__Required task__.
Write out every line of the records below as a numbered list, skipping blank lines and leaving out the pictures.

__Provided entries__.
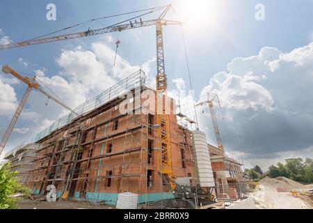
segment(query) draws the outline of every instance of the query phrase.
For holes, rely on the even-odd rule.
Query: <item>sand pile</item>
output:
[[[260,184],[267,184],[274,188],[285,189],[287,190],[308,190],[313,187],[313,185],[303,185],[291,179],[283,176],[279,176],[276,178],[270,178],[266,177],[259,181]]]

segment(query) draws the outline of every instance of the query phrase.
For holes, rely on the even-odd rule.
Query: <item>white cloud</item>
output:
[[[222,109],[216,106],[216,113],[225,148],[251,163],[263,159],[264,165],[291,153],[312,157],[305,148],[313,145],[313,43],[286,53],[264,47],[257,56],[233,59],[227,70],[213,75],[200,100],[207,92],[218,95]],[[209,109],[201,109],[200,129],[214,145]]]
[[[7,45],[11,43],[12,40],[10,39],[10,37],[6,36],[3,31],[0,29],[0,45]]]
[[[26,133],[29,132],[29,130],[30,130],[29,128],[15,128],[13,129],[13,132],[19,133],[19,134],[26,134]]]
[[[27,62],[26,62],[24,59],[22,58],[19,58],[18,59],[18,61],[20,64],[22,64],[25,68],[27,68],[29,66],[29,63]]]
[[[148,75],[148,79],[154,79],[149,76],[149,73],[150,66],[155,59],[148,60],[142,65],[132,66],[118,55],[120,61],[113,68],[113,61],[108,61],[106,57],[111,55],[112,49],[103,42],[96,43],[93,46],[91,49],[81,46],[73,47],[72,49],[63,49],[56,60],[61,68],[57,75],[48,75],[49,70],[45,68],[34,70],[40,80],[70,107],[81,105],[141,68]],[[96,52],[95,47],[99,47],[105,52]],[[45,90],[52,94],[49,90]],[[48,100],[40,92],[33,91],[28,100],[27,108],[21,114],[21,122],[27,122],[27,127],[31,129],[25,136],[29,135],[30,139],[33,137],[35,133],[48,128],[55,120],[67,114],[68,111],[55,102]],[[19,141],[16,137],[13,141],[17,143]]]
[[[11,115],[17,106],[14,89],[0,79],[0,115]]]

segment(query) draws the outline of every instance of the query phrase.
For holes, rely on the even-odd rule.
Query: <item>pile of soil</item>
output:
[[[309,190],[313,187],[313,185],[303,185],[284,176],[279,176],[275,178],[266,177],[261,180],[259,183],[268,184],[274,188],[282,188],[287,190]]]

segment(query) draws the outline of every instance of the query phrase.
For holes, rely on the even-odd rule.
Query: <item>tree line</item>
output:
[[[271,178],[284,176],[302,183],[313,183],[313,160],[306,158],[291,158],[285,160],[285,164],[278,162],[276,165],[271,165],[264,173],[262,169],[256,165],[252,169],[246,169],[246,175],[252,180],[260,180],[266,176]]]

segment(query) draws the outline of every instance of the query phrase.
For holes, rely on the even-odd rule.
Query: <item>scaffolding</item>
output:
[[[83,115],[63,117],[37,136],[42,146],[28,182],[35,194],[45,194],[47,186],[53,184],[58,197],[115,205],[119,193],[131,192],[139,194],[138,204],[144,207],[172,197],[156,171],[156,116],[136,114],[143,109],[141,101],[136,104],[138,98],[127,102],[128,113],[118,110],[125,94],[136,97],[138,89],[151,89],[144,77],[141,70],[131,75],[75,109]],[[175,114],[170,120],[175,136],[173,173],[193,180],[191,132],[177,123]]]

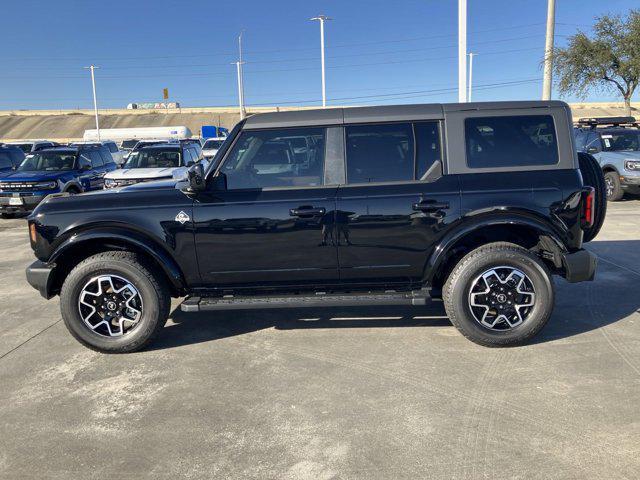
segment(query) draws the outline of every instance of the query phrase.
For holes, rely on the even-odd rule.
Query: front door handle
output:
[[[435,200],[422,200],[414,203],[412,208],[417,212],[437,212],[449,208],[449,202],[436,202]]]
[[[313,207],[311,205],[302,205],[298,208],[292,208],[289,210],[289,215],[292,217],[321,217],[327,212],[324,207]]]

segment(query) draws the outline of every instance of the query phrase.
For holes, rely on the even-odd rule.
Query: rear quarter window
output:
[[[465,147],[469,168],[555,165],[559,160],[551,115],[467,118]]]

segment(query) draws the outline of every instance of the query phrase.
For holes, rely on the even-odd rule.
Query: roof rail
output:
[[[635,117],[593,117],[579,118],[575,124],[577,127],[638,127]]]

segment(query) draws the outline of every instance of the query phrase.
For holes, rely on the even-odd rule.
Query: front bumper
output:
[[[47,194],[0,194],[0,211],[3,213],[30,212],[44,200]]]
[[[27,282],[40,292],[47,300],[53,297],[51,283],[53,280],[53,266],[36,260],[27,267]]]
[[[589,282],[596,275],[598,257],[588,250],[578,250],[562,255],[562,265],[569,283]]]

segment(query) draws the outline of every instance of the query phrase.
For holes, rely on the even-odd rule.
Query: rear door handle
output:
[[[289,210],[292,217],[321,217],[327,212],[324,207],[313,207],[311,205],[302,205],[298,208]]]
[[[449,202],[436,202],[435,200],[422,200],[414,203],[412,208],[417,212],[436,212],[449,208]]]

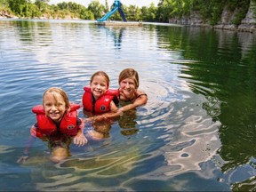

__Worked answer__.
1. segment(query) draws the outline of every instance of the query phrase.
2. For holes, rely on the even-odd rule.
3. Query: <item>sand pile</item>
4. output:
5. [[[260,184],[267,184],[274,188],[285,189],[287,190],[308,190],[313,187],[313,185],[303,185],[291,179],[283,176],[279,176],[276,178],[270,178],[266,177],[259,181]]]
6. segment(query) draws the outline of every instance of the query phrase.
7. For holes, rely on the even-odd rule.
8. Query: <item>white cloud</item>
9. output:
10. [[[222,109],[216,106],[216,113],[225,148],[251,163],[263,159],[264,165],[291,153],[312,157],[305,148],[313,145],[313,43],[286,53],[264,47],[257,56],[233,59],[227,70],[213,75],[200,100],[207,92],[218,95]],[[209,109],[201,109],[200,129],[214,145]]]
11. [[[7,45],[11,43],[12,40],[10,39],[10,37],[6,36],[3,31],[0,29],[0,45]]]
12. [[[26,133],[29,132],[29,130],[30,130],[29,128],[15,128],[13,129],[13,132],[19,133],[19,134],[26,134]]]
13. [[[27,62],[26,62],[24,59],[22,58],[19,58],[18,59],[18,61],[20,64],[22,64],[25,68],[27,68],[29,66],[29,63]]]
14. [[[148,75],[148,79],[154,79],[149,76],[149,73],[150,66],[155,59],[148,60],[142,65],[132,66],[118,55],[120,61],[113,68],[113,61],[108,61],[106,57],[111,55],[112,49],[103,42],[96,43],[93,46],[91,49],[81,46],[73,47],[72,49],[63,49],[56,60],[61,68],[57,75],[48,75],[49,70],[45,68],[34,70],[40,80],[70,107],[81,105],[141,68]],[[96,52],[95,47],[99,47],[105,52]],[[45,90],[52,94],[49,90]],[[48,100],[40,92],[33,91],[28,100],[27,108],[21,114],[21,122],[27,122],[27,127],[31,129],[25,136],[29,135],[30,139],[33,137],[35,133],[48,128],[55,120],[67,114],[68,111],[55,102]],[[19,141],[16,137],[13,141],[17,143]]]
15. [[[11,115],[17,106],[14,89],[0,79],[0,115]]]
16. segment(query) draws the outline of every instance of the query phrase.
17. For holes, rely on the even-odd rule.
18. Query: <item>pile of soil</item>
19. output:
20. [[[309,190],[313,187],[313,185],[303,185],[284,176],[279,176],[275,178],[266,177],[261,180],[259,183],[268,184],[274,188],[282,188],[287,190]]]
21. segment(query) draws the outline of every instance of the query phrase.
22. For holes, rely on the even-odd rule.
23. Query: <item>tree line</item>
24. output:
25. [[[271,178],[284,176],[302,183],[313,183],[313,160],[306,158],[291,158],[285,160],[285,164],[278,162],[276,165],[271,165],[264,173],[262,169],[256,165],[252,169],[246,169],[246,175],[252,180],[260,180],[266,176]]]
26. segment(query) draws the outline of every instance of the query phrase.
27. For holes, rely on the even-odd rule.
28. Query: <item>scaffolding</item>
29. output:
30. [[[83,115],[63,117],[37,136],[42,146],[28,182],[35,194],[45,194],[47,186],[53,184],[58,197],[115,205],[119,193],[131,192],[139,194],[138,204],[144,207],[172,197],[156,171],[156,116],[136,114],[143,109],[141,101],[136,104],[138,98],[127,102],[128,113],[118,110],[125,94],[136,97],[138,89],[151,89],[144,77],[141,70],[131,75],[75,109]],[[175,114],[170,120],[175,136],[173,173],[193,180],[191,132],[177,123]]]
31. segment(query) draws the outline of every instance of the query phrase.
32. For holes, rely on the even-odd rule.
33. Query: front door handle
34. output:
35. [[[435,200],[422,200],[414,203],[412,208],[417,212],[437,212],[449,208],[449,202],[436,202]]]
36. [[[313,207],[311,205],[302,205],[298,208],[292,208],[289,210],[289,215],[292,217],[321,217],[327,212],[324,207]]]
37. segment(query) draws the outline of every instance of the query phrase.
38. For holes, rely on the even-odd rule.
39. Query: rear quarter window
40. output:
41. [[[465,147],[469,168],[555,165],[559,160],[551,115],[467,118]]]
42. segment(query) draws the outline of every instance of the query phrase.
43. For holes, rely on the even-odd rule.
44. Query: roof rail
45. output:
46. [[[635,117],[593,117],[579,118],[575,124],[577,127],[638,127]]]
47. segment(query) draws the outline of every instance of the query phrase.
48. For holes, rely on the even-odd rule.
49. Query: front bumper
50. output:
51. [[[47,194],[0,194],[0,211],[3,213],[30,212],[44,200]]]
52. [[[27,282],[40,292],[47,300],[53,297],[51,283],[53,280],[53,266],[36,260],[27,267]]]
53. [[[589,282],[596,275],[598,257],[588,250],[578,250],[562,255],[562,265],[569,283]]]
54. segment(query) draws the outline of every instance of the query phrase.
55. For holes, rely on the even-odd rule.
56. Query: rear door handle
57. output:
58. [[[289,210],[292,217],[321,217],[327,212],[324,207],[313,207],[311,205],[302,205],[298,208]]]
59. [[[449,202],[436,202],[435,200],[422,200],[414,203],[412,208],[417,212],[436,212],[449,208]]]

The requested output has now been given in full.